## PAGE EXCERPT
## START
Edit your /etc/network/interfaces
sudo pico /etc/network/interfaces

###Adapter bonding for Eth0 and Eth1
auto bond0
iface bond0 inet static
address 10.0.0.104
netmask 255.255.0.0
gateway 10.0.0.1
post-up ifenslave bond0 eth0 eth1
pre-down ifenslave -d bond0 eth0 eth1


And that's it!

Reboot and test.


The nitty gritty:


There are several different modes of bonding that can be configured:
Taken from: http://howtoforge.com/network_bonding_ubuntu_6.10

mode=0

This mode uses the Round-robin policy: Transmit packets in sequential order from the first available slave through the last. This mode provides load balancing and fault tolerance. (this is the mode we just setup)

mode=1

This mode uses an Active-backup policy: Only one slave in the bond is active. A different slave becomes active if, and only if, the active slave fails. The bond's MAC address is externally visible on only one port (network adapter) to avoid confusing the switch. This mode provides fault tolerance. The primary option affects the behavior of this mode.
## END
## SUPPLIED ENTRIES
## START
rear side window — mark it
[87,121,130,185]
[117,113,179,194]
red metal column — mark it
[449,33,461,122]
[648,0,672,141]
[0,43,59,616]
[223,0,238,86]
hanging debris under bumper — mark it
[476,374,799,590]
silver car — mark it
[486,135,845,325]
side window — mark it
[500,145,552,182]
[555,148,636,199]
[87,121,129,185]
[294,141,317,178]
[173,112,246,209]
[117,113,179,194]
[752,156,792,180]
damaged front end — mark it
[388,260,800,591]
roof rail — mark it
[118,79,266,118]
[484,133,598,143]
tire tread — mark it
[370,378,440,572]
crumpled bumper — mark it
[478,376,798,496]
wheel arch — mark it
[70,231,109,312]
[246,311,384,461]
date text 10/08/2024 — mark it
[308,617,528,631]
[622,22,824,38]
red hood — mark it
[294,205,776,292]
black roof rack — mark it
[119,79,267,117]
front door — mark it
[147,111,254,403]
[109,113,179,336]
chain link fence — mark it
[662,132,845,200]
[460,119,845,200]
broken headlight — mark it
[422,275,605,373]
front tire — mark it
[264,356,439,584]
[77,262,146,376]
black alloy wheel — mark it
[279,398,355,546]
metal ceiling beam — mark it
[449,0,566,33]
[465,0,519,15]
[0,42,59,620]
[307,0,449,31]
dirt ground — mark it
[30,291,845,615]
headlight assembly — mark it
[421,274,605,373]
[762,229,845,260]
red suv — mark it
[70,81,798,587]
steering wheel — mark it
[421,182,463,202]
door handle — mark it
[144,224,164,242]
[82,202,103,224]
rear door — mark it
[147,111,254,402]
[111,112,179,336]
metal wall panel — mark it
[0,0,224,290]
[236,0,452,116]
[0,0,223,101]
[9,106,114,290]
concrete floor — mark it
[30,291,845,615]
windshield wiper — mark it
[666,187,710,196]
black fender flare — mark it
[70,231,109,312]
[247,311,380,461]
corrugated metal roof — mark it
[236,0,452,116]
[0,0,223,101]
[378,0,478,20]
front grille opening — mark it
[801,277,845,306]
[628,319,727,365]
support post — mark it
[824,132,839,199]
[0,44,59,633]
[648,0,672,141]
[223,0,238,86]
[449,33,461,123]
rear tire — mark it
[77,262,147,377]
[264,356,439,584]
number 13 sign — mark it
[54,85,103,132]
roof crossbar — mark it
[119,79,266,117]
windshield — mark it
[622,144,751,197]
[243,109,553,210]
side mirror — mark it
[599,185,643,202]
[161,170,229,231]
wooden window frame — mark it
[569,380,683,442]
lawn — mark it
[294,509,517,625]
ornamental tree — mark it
## END
Summarize the network bonding excerpt in two sentences. The rows are separate material and have no connection to the network bonding excerpt.

The network bonding excerpt shows how to edit /etc/network/interfaces so that a static bond0 interface at 10.0.0.104 enslaves eth0 and eth1, followed by a reboot and test. It then lists bonding modes: mode=0 uses a round-robin policy, is the mode in that setup, and provides load balancing and fault tolerance, while mode=1 uses an active-backup policy with only one active slave and provides fault tolerance.